AIM —
Please write the next part of the chain saw forum thread, picking up after its last sentence.

I have both gas and electric chain saws. I use the electric to cut up the smaller stuff and also in applications where it's cumbersome to operate the heavier gas saw. Recently I've been cutting a tree down from the top down so I feel safer using the electric saw 20' off the ground in a tree. I think the Worx chainsaw was only around fifty bucks and it cuts good.


----------



## screaminghollow (Jan 3, 2016)

It is easy to say, choose this brand or that. A really great saw isn't worth crap if you can't get parts or service. I have had several POS saws over 20 years. The John Deere was the absolute worst. Keep in mind that big box stores sell specially made models that are not necessarily the same as you get from a full service dealer. For a while Home Depot sold some real POS made in China Husky chain saws. When I got tired of the crap saws, (Poulon, Home Lite, McCulloch, Sears) I bought a Stihl farm boss in 2003 and have never been happier. Why the Stihl? I have two full service Stihl dealers within 5 miles of home. There is an Echo Dealer closer, but I had such problems with them when trying to get parts for my Ariens lawn tractor that I decided not to subject myself to their ineptitude further. Since then we have acquired a Stihl pole saw, a little 14 inch Stihl chain saw, a Stihl weed wacker, and a Stihl hedge trimmer. I have never needed service for factory defects or problems. I have needed to replace the studs that hold the bar because I over tightened them. Replaced the fuel filter and air filter. I heat my house with wood in an out door boiler. Takes about 8 cords per season. The Stihls never failed to start. 

Stihl is good, The Better Huskys are good. My dad swears by Echo products, but has a better dealer near his property. Take one look at the landscape service trailers and see what they have. See where the local dealers are. Talk to others who use chain saws heavily and ask their recommendations.

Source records

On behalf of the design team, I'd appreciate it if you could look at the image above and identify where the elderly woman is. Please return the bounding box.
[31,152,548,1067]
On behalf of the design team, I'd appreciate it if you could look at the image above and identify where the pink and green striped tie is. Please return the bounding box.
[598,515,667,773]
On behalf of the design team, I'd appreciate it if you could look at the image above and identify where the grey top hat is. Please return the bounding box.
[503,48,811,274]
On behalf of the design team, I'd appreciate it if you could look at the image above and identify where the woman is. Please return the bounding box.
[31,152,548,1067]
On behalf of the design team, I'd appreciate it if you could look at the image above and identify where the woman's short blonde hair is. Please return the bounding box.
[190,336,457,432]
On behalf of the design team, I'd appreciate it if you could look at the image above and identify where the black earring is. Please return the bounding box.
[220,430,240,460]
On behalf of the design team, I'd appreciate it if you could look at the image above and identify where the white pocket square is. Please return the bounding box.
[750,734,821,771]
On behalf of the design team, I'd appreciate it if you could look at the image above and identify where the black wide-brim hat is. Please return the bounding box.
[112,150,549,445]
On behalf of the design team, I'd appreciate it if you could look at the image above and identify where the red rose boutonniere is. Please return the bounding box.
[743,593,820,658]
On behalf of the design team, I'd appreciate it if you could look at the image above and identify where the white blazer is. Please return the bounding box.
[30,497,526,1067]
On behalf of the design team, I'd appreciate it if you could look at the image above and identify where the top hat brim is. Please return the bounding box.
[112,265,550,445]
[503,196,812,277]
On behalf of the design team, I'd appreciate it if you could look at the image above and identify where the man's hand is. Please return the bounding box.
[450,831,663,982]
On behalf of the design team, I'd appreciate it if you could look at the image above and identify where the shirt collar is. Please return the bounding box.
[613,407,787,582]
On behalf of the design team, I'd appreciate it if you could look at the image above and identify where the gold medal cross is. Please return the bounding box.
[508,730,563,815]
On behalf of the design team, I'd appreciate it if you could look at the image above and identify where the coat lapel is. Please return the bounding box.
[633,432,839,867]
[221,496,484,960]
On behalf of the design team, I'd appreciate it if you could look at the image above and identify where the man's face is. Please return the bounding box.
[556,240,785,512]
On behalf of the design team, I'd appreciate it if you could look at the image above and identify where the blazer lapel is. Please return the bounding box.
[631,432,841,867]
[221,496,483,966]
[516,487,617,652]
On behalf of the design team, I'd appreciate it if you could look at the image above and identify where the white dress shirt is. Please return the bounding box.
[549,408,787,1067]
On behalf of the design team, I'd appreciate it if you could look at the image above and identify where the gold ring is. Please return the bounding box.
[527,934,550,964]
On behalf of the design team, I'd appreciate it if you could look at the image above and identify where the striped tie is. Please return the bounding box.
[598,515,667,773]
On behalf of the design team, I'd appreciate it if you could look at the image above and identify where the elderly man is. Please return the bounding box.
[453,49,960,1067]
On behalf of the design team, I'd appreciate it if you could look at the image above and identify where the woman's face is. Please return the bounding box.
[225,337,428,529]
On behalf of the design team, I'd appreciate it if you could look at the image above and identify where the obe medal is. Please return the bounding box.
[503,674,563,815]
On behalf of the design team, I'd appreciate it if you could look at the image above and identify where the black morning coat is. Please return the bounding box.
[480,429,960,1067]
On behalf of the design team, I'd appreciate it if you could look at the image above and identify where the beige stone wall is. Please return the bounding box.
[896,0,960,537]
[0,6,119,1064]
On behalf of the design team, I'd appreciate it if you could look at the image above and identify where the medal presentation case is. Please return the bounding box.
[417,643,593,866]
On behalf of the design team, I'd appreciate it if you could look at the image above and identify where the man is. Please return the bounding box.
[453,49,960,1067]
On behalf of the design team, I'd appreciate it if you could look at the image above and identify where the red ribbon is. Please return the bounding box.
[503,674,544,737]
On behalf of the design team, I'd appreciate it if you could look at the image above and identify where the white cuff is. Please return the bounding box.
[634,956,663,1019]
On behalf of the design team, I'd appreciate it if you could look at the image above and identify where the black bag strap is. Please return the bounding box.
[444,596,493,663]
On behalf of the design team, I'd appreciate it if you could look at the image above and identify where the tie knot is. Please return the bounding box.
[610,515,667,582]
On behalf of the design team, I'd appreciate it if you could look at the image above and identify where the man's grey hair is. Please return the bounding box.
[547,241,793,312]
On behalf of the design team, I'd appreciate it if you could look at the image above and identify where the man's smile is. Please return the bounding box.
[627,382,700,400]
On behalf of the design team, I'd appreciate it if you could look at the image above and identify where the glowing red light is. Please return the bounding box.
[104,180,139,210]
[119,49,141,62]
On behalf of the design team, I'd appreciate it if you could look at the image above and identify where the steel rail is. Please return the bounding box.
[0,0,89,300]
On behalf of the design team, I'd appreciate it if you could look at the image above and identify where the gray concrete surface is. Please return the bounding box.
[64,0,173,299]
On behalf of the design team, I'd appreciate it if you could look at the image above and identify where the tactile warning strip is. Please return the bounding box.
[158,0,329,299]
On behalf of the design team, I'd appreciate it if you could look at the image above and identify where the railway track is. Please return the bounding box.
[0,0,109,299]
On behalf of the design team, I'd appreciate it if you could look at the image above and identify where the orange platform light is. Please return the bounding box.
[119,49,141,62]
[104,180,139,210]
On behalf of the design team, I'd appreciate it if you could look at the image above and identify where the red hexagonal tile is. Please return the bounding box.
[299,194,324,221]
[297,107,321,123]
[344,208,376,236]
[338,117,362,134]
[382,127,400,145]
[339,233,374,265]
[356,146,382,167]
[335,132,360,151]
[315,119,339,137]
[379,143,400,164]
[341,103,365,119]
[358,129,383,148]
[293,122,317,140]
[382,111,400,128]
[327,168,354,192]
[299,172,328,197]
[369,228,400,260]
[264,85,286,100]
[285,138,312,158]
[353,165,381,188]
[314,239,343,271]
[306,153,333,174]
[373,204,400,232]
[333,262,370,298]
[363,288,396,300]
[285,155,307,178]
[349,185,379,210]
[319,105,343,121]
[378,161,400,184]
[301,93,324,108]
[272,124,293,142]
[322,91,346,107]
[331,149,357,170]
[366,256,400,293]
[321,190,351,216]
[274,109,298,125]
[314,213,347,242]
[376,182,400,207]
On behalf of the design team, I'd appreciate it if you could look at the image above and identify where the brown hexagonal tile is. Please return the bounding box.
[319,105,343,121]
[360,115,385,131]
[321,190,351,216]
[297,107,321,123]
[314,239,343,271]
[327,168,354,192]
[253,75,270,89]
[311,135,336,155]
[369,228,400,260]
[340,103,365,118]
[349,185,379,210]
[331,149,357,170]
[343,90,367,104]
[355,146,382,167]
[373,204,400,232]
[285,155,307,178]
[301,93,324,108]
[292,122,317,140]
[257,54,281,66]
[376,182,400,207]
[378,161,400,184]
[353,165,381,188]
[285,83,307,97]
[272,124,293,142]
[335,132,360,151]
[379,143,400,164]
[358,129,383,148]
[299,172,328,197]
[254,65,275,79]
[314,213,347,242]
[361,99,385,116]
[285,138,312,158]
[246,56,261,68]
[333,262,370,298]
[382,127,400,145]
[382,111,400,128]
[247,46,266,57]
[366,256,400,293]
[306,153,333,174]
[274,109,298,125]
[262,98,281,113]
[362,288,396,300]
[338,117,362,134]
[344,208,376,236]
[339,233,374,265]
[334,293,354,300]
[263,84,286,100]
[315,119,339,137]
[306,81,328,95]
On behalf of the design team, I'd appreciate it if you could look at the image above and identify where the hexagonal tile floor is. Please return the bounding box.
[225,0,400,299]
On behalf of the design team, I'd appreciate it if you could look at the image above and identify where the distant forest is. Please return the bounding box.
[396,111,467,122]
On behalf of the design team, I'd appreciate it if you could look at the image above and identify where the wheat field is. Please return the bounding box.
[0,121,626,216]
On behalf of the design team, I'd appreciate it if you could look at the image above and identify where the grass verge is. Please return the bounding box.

WRITTEN ANSWER —
Visit the dealers. A Stihl dealer will not hand you a box. They will put it together and start it and adjust it. Then they will instruct you on starting. I found that Stihl chains are much better then the discount store Oregon chains and about the same price. I did buy a cheap harbor freight chain sharpener for $30 works great. 

I cut up a large walnut for bowl blanks in February. 22 inches in diameter. A 20 inch bar would not quite saw through. I got blanks that were suitable for bowls up to 17 inches in diameter and 9 to 10 inches from base to top. I don't thinkl there is an electric chain saw available that can handle that kind of thick wood. If you want to cut blanks for little 5 inch bowls, it may be good.

Cutting a cross the grain cut is one thing. That is what most chain saws are made for and for which the chain tooth angle is ground for. When you rip cut a log section (with the grain) to split the log section length wise into bowl blanks, you need a sharp chain. A slightly different tooth angle helps too. If you cut on one side and then the other because your saw can't reach across, you will waste more of the blank when cutting.


----------



## BobJax (Apr 17, 2016)

BZawat said:


> Thanks for all the responses guys. I live in a development in a semi-rural area and I'm agonizing over whether I will make enemies out of my otherwise friendly neighbors with a loud chainsaw. I was skeptical of the electric saws but I think I will check them out.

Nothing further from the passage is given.